Richiesta scritta a » Ripeti il brano su Adriano Olivetti da "Non c’è scrittore, poeta, giornalista" a "a suo figlio.", senza cambiare nulla.

Estratto del testo »
──────────────────────────────

Lifestyle editor e storyteller

Scrittrice e storyteller. Scovo emozioni e le trasformo in storie. Lifestyle blogger e autrice di 365 giorni, tutti i giorni, per essere felice

Non c’è scrittore, poeta, giornalista o persona che sappia maneggiare con cura le parole e che non conosca lui, Camillo Olivetti, il fondatore della prima fabbrica italiana di macchine da scrivere. Un uomo che ha cambiato la storia d’Italia, ma che ha anche creato il terreno fertile per uno dei sogni più grandi mai realizzati del nostro Paese, quello che apparteneva a suo figlio.

Perché Adriano Olivetti, non può essere ricordato solo come il figlio di Camillo, né tantomeno può essere raccontato solo come l’uomo che ha gestito l’eredità di suo padre perché lui è stato molto di più.

È stato l’ingegnere dei grandi progetti industriali, il leader che ha teorizzato che il profitto aziendale deve essere investito per il benessere della comunità. È stato l’imprenditore illuminato che ha sognato, per tutta la vita, un’impresa a misura di uomo e l’ha realizzata. Ripercorriamo la sua storia.

Adriano Olivetti

  Il lavoro dovrebbe essere una grande gioia ed è ancora per molti tormento, tormento di non averlo, tormento di fare un lavoro che non serva, non giovi a un nobile scopo.

Nato a Ivrea l’11 aprile del 1901, Adriano è figlio di Camillo e Luisa Revel. Il suo destino sembra già scritto in qualche modo da quel cognome che porta e che inevitabilmente lo fa appassionare, sin da giovane, alla vita e all’organizzazione aziendale.

──────────────────────────────

Richiesta scritta b » Estrai per favore tutte le righe qui sotto che contengono la parola "field", tenendo conto di maiuscole e minuscole.

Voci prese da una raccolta
──────────────────────────────

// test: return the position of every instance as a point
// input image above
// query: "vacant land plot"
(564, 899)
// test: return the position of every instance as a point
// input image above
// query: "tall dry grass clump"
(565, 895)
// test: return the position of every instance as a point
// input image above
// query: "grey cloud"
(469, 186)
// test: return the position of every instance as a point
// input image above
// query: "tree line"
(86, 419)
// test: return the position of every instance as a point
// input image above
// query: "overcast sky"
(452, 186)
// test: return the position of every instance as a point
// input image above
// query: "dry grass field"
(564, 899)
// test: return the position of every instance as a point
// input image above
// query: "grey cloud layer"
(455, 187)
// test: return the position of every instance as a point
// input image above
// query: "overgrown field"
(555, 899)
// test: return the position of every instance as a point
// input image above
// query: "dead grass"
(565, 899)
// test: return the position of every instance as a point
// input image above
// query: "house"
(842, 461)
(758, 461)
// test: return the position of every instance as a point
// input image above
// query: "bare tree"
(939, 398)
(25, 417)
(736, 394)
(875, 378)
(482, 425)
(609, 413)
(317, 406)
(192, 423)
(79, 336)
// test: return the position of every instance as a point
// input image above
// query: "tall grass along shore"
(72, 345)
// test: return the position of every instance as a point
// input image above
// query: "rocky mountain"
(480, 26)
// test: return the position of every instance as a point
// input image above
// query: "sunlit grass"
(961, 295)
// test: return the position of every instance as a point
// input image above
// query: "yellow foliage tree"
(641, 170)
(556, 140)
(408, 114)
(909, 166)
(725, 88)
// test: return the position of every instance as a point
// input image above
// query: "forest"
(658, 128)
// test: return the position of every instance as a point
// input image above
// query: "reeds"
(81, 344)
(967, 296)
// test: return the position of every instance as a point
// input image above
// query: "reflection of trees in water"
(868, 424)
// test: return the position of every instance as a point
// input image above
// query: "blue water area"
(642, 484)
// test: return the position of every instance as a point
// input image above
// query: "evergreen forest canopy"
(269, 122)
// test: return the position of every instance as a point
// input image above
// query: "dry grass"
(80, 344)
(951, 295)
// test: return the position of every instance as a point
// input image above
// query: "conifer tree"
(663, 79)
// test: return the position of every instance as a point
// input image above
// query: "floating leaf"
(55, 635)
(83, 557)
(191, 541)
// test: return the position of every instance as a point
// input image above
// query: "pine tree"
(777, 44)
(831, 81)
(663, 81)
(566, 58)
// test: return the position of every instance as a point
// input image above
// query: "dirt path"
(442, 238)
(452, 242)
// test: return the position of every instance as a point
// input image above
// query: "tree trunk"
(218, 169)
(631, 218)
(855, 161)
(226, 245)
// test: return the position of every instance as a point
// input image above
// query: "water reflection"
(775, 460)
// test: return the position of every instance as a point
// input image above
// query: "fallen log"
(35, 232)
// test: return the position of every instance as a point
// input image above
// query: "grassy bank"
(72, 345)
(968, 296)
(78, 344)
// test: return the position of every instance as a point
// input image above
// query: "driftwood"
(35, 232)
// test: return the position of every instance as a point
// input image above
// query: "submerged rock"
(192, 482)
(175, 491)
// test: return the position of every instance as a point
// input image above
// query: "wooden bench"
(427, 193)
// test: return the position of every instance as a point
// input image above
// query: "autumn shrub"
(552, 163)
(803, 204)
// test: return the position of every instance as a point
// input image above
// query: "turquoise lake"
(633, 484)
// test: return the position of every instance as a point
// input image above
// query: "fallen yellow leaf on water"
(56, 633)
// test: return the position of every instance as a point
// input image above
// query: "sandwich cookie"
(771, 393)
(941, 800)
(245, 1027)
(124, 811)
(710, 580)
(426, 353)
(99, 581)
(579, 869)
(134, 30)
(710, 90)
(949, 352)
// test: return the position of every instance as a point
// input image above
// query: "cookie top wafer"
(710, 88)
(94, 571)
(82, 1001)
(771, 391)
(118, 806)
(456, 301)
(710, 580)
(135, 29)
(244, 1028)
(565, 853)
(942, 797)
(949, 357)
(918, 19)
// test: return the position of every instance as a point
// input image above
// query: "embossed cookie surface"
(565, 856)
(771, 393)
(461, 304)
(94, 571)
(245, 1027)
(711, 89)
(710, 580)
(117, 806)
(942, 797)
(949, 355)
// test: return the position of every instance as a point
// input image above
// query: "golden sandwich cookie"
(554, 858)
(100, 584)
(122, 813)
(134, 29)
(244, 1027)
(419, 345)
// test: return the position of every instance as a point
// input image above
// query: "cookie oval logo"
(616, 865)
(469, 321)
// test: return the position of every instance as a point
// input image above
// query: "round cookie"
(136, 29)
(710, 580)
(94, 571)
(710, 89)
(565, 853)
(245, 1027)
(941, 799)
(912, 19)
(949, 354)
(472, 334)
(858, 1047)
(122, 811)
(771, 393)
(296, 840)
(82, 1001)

──────────────────────────────

Soluzione completa a »
Non c’è scrittore, poeta, giornalista o persona che sappia maneggiare con cura le parole e che non conosca lui, Camillo Olivetti, il fondatore della prima fabbrica italiana di macchine da scrivere. Un uomo che ha cambiato la storia d’Italia, ma che ha anche creato il terreno fertile per uno dei sogni più grandi mai realizzati del nostro Paese, quello che apparteneva a suo figlio.

Soluzione completa b »
// query: "dry grass field"
// query: "overgrown field"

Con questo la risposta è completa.